*Text under study*.
Ca2+ measurements, temporal data acquisition and analysis
Intracellular Ca2+ measurements were performed with the bioluminescent Ca2+ probe GFP–aequorin (the GFP–aequorin construct is a gift from Jean-René Martin, CNRS, Gif-sur-Yvette, France). 10 nl of a mixture of GFP–aequorin mRNA (200 pg) and either Pkd2-MO or CMO was injected into the left V2 blastomere. Kidney field explants corresponding to the pronephric pax8-expression domain were dissected at the late gastrula stage (NF stage 12.5–13). Functional aequorin was reconstituted by incubating the kidney field explants with 1 ng/ml of cp-coelenterazine (Molecular Probes; stock prepared in ethanol). The kidney field explants were then processed for bioluminescence photon counting using a PMT as described previously (Leclerc et al., 2000). The activity of aequorin in vivo is not modified by fusion with EGFP (Baubet et al., 2000). Background noise is less than 5 photons/s. Data were collected every 1 s over a period of at least 4 h. Burn-out experiments using Triton X-100 to lyse the explant showed that when signals were not observed aequorin was not a limiting factor. Data are expressed in relative arbitrary units, proportional to the photon number. Data were selected for detailed analysis according to the following criteria: (1) explants did not dissociate during the course of the experiment; (2) intact control embryos developed normally.
Kidney field explants expressing hTRPP2–GFP were dissected at the end of gastrulation (NF stage 12.5–13) and immediately fixed in 4% paraformaldehyde. For the observations, kidney field explants were mounted in PBS. GFP was imaged using a Nikon Eclipse TIRF microscope with a 60× objective oil immersion NA 1.49 (Fig. 6A). Excitation was performed at 488 nm and the emitted fluorescence was recorded with an Andor iXON EMCCD camera. TIRF penetration depth was set to 120 nm. Observations were performed on mesoderm. Background-subtracted fluorescent pixels were processed with a custom-made analysis routine written for Image J. The area of expression of TRPP2 channels labelled with GFP was calculated for 10 to 20 fields of 50×50 µm on four different explants overexpressing either hTRPP2–GFP mRNA alone or hTRPP2–GFP mRNA in presence of Cyp26 mRNA at 350 pg or 700 pg (Hoffmeister et al., 2011).

*Work task A*.
Answer from the methods text on Ca2+ measurements:
(i) What level of background noise does it report?
(ii) To what value was the TIRF penetration depth set?
(iii) At what wavelength was excitation performed?
*Work task B*.
Carry on the methods text on Ca2+ measurements from its last sentence.

*Input data*.
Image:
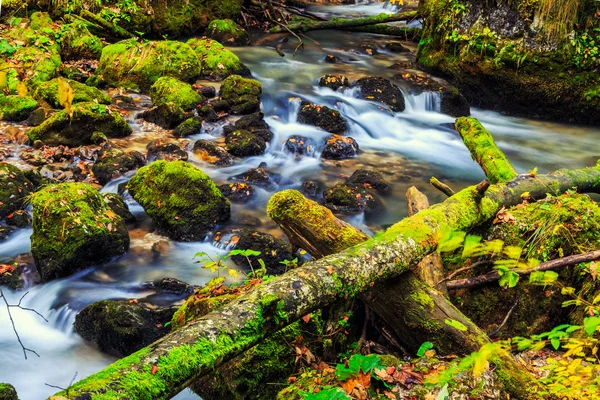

*Written reply A*.
(i) Less than 5 photons/s.
(ii) 120 nm.
(iii) 488 nm.

*Written reply B*.
We thank S. Authier and E. Manzoni for excellent technical assistance in the maintenance of the Xenopus animal facility. We also want to thank C. Vesque for invaluable advice and criticisms concerning primary cilia experiments, Brian Ciruna for the mCherry–arl13b construct, J. R. Martin for the GFP–aequorin construct, R. Witzgall for the GFP–human TRPP2 construct, and E. Jones for the 3G8 antibody. We are very grateful to S. Bolte, R. Schwartzmann and J. F. Gilles for confocal imaging (core facility cell imaging, IFR83 CNRS, UPMC). C.L., I.N. and M.M. are members of the GDRE 731 “Ca2+ toolkit proteins as drug targets in animal and plant cells”.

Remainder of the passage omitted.